* **Exercise prompt**
Copy the records below verbatim, starting at the line that contains "A single point marks each instance of the nose, shaped" and continuing through the last line of the records, with both ends included.

### Material for this task ###

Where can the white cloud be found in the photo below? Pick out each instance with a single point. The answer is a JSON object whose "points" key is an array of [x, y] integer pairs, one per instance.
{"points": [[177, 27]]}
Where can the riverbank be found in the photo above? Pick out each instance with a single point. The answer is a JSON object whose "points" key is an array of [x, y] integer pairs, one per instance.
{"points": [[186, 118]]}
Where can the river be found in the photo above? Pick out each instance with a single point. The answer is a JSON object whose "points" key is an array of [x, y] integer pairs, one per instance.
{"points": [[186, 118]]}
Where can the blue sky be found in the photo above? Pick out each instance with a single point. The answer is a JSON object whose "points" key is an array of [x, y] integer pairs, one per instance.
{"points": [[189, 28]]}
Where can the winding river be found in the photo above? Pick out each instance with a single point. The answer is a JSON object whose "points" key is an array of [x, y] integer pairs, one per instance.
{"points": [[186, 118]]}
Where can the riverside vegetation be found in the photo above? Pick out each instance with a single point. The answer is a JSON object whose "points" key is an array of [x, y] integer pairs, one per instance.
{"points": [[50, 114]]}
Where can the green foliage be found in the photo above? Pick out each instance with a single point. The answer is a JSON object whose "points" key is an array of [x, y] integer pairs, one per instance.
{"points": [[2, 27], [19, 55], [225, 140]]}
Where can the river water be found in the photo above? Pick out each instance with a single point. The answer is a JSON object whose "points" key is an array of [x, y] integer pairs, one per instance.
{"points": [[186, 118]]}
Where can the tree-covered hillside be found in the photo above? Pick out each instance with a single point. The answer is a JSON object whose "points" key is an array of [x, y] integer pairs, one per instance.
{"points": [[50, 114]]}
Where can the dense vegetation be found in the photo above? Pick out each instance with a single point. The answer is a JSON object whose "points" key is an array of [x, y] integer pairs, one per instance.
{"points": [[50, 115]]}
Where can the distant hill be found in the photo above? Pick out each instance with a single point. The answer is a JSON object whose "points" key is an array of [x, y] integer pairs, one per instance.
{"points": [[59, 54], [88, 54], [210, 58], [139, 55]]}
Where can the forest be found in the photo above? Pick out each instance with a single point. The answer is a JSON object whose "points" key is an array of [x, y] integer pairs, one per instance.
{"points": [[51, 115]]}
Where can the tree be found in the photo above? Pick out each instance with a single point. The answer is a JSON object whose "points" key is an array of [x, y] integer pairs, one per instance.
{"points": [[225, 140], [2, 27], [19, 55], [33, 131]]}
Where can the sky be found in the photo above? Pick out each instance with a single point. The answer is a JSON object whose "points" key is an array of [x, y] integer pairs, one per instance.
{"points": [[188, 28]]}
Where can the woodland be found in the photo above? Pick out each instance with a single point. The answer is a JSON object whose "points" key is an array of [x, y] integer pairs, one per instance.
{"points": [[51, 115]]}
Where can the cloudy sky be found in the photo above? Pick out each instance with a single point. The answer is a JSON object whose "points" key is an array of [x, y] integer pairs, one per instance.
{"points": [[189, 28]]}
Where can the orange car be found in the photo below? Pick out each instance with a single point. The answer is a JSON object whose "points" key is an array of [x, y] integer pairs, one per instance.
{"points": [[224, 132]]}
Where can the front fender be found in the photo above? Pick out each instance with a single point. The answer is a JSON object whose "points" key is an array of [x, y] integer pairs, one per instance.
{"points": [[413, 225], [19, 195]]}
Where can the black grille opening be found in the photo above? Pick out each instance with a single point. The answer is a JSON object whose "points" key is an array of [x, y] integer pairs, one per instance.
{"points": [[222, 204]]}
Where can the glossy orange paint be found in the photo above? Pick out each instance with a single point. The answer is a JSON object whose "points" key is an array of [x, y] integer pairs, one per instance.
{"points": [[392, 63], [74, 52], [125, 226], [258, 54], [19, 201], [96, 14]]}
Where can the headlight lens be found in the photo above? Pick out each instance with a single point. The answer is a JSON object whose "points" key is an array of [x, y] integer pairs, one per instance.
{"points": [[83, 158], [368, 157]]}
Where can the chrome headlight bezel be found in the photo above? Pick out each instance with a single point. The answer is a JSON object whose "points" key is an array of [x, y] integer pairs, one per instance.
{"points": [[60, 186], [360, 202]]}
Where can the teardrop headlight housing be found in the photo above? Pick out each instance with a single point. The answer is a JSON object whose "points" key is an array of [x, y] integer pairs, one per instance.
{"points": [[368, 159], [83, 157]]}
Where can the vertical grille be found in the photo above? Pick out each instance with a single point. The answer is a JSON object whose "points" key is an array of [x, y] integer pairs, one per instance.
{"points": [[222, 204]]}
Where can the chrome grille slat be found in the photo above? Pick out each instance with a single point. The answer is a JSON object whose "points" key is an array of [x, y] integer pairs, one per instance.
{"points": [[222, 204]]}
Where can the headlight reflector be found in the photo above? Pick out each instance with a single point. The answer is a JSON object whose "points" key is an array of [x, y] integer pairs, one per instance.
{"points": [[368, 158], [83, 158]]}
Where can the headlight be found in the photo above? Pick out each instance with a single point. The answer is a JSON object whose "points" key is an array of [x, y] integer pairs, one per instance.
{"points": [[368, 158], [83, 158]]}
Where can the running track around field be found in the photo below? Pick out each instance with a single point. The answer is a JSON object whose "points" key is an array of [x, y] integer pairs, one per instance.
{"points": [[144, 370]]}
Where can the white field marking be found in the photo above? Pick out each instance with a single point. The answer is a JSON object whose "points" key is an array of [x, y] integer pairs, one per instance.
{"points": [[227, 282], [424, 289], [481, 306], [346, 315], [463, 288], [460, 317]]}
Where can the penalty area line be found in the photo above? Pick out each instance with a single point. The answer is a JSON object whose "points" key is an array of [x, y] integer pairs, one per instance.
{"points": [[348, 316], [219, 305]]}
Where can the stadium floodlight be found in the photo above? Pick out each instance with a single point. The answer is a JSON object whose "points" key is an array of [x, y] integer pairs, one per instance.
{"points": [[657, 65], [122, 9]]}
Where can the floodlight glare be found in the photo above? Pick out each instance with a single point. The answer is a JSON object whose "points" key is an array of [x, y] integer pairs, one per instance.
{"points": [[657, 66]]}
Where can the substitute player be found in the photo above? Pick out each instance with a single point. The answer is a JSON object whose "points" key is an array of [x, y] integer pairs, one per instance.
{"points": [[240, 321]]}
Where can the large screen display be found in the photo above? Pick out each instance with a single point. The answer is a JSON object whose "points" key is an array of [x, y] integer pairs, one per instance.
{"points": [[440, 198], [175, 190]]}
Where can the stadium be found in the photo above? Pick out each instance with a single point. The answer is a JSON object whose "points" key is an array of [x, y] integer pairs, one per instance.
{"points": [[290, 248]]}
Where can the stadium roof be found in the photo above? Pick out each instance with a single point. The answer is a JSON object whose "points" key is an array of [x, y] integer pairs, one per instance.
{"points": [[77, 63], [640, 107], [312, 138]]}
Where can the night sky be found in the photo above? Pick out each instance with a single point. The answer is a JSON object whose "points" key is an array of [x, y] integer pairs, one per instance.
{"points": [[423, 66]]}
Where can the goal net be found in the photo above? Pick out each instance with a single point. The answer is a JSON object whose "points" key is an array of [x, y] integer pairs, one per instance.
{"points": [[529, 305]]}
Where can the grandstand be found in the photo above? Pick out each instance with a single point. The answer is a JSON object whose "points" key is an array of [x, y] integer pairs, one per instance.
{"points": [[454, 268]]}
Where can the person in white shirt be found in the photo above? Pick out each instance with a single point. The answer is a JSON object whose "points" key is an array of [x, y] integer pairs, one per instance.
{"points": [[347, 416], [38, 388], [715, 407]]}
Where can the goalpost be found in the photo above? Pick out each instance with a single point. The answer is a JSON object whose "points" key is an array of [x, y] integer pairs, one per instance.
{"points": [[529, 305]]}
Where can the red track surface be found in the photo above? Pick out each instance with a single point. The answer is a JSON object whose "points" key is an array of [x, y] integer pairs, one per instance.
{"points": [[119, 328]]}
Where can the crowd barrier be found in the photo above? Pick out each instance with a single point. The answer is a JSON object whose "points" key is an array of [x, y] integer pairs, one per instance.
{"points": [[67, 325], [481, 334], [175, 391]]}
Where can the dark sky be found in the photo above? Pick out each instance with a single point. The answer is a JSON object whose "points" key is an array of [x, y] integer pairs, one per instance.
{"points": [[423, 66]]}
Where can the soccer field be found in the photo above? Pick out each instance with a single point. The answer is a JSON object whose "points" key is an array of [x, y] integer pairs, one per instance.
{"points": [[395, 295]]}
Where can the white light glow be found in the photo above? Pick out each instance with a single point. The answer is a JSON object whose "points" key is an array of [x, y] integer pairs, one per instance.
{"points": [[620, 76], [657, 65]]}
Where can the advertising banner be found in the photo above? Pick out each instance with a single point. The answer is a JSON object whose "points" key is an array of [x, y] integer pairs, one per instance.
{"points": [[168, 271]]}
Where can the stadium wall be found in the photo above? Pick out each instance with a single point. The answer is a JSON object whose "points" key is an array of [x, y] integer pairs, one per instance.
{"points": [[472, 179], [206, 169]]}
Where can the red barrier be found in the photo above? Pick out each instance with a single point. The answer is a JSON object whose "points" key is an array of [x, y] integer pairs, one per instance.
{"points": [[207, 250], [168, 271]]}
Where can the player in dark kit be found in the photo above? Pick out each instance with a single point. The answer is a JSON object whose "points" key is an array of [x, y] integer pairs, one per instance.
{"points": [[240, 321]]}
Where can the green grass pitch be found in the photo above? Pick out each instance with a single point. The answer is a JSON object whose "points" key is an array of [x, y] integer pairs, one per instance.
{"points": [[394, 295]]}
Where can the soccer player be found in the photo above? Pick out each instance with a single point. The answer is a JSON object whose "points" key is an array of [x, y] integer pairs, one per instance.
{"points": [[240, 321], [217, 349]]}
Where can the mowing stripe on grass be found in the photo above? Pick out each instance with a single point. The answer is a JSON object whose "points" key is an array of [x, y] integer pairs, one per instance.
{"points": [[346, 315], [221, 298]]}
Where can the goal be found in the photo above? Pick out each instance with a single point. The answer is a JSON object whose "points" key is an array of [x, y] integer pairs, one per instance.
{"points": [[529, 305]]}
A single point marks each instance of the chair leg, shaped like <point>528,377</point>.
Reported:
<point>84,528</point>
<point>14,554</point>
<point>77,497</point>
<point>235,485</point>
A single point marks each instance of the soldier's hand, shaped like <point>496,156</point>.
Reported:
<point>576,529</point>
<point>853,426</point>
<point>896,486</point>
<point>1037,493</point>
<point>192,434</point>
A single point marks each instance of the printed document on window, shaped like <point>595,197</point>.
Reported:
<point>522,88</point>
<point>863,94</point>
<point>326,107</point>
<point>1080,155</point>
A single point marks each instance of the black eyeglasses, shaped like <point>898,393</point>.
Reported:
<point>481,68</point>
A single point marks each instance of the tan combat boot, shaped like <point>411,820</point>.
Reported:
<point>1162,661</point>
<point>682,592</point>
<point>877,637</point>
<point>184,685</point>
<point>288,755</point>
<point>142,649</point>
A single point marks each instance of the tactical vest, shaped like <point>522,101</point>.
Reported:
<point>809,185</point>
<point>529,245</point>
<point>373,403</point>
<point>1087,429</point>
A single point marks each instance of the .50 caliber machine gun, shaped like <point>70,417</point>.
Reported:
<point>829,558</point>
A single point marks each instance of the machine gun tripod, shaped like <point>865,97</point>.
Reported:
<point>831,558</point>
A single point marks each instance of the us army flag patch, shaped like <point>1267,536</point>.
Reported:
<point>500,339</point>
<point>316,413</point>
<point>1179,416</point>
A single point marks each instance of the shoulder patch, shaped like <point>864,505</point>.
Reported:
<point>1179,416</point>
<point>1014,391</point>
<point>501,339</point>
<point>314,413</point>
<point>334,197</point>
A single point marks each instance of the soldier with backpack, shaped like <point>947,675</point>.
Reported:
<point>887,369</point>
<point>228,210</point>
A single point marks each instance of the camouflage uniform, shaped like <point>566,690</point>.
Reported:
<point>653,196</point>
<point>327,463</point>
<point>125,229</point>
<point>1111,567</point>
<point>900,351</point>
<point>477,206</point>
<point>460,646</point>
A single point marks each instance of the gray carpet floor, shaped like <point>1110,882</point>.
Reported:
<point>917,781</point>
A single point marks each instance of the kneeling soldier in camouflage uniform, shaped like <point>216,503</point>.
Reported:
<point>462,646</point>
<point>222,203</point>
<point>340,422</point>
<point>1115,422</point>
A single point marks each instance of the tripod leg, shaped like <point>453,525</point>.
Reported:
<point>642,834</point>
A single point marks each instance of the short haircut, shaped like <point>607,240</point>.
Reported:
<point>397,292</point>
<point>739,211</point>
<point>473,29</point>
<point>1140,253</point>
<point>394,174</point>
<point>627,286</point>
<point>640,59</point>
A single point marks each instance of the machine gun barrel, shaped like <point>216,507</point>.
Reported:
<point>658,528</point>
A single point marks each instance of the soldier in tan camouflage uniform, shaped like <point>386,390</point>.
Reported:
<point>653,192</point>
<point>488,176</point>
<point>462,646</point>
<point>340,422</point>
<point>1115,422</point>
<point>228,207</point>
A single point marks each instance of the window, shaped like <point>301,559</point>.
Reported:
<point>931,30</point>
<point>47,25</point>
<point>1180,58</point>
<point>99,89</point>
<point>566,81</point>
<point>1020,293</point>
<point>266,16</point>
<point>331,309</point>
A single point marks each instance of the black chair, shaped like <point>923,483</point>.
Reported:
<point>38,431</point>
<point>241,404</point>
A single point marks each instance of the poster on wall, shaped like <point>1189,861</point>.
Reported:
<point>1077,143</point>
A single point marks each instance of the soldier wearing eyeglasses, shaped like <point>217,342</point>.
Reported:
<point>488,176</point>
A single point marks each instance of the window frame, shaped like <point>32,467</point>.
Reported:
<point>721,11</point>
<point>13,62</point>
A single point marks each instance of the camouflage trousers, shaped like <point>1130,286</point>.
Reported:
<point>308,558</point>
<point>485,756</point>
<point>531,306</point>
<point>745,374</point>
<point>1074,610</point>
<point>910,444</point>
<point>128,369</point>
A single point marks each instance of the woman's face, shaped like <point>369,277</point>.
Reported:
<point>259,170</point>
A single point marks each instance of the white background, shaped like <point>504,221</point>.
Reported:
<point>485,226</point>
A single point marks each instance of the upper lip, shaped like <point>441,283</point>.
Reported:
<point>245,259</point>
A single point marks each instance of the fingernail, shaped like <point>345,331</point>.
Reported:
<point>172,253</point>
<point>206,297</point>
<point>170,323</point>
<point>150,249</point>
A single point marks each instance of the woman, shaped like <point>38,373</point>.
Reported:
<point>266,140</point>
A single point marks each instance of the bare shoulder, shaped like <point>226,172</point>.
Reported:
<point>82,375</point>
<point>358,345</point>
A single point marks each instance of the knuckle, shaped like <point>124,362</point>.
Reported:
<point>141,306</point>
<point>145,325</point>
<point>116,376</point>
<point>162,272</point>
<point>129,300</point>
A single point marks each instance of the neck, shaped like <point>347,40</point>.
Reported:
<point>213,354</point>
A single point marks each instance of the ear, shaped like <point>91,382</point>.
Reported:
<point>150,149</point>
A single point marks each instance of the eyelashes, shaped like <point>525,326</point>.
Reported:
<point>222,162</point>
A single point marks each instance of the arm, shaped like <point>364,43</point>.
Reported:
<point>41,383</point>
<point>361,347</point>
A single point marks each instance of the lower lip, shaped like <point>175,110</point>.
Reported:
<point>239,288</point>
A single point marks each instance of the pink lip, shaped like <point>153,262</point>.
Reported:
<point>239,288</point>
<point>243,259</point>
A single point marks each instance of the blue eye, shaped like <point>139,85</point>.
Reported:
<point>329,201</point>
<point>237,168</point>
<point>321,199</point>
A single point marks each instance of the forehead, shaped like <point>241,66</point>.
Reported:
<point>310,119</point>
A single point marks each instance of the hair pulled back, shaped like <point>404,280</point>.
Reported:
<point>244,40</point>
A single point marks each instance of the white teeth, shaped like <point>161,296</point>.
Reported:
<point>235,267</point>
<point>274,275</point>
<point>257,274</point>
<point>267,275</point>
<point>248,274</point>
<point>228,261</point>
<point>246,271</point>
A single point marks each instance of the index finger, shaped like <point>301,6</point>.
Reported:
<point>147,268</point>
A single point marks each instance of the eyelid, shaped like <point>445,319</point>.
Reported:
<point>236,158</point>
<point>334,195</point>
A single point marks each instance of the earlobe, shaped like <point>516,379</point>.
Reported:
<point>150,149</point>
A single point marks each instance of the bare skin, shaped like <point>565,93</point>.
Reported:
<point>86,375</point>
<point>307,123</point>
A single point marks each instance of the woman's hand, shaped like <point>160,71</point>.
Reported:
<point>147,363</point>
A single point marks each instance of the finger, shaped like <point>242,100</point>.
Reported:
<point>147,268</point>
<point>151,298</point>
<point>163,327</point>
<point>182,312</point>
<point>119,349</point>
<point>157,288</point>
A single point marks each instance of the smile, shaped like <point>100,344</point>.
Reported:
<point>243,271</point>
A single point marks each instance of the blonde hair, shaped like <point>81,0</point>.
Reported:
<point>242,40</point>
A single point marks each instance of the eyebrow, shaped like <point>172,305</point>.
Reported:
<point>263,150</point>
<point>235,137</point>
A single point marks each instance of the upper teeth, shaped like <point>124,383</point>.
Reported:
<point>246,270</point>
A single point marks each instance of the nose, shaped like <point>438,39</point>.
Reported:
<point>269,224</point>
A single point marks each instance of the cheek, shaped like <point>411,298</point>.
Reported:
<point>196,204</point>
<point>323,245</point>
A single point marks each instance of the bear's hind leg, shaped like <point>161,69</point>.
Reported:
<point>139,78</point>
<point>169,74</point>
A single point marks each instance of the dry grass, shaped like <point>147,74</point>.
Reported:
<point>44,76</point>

###

* **Response for this exercise**
A single point marks each instance of the nose, shaped like <point>438,39</point>.
Reported:
<point>269,224</point>
A single point marks each instance of the cheek, shaped like <point>411,298</point>.
Reported:
<point>196,204</point>
<point>323,245</point>
A single point marks each instance of the bear's hind leg, shaped like <point>161,69</point>.
Reported:
<point>139,78</point>
<point>169,74</point>
A single point marks each instance of the dry grass, shaped like <point>147,74</point>.
Reported:
<point>44,76</point>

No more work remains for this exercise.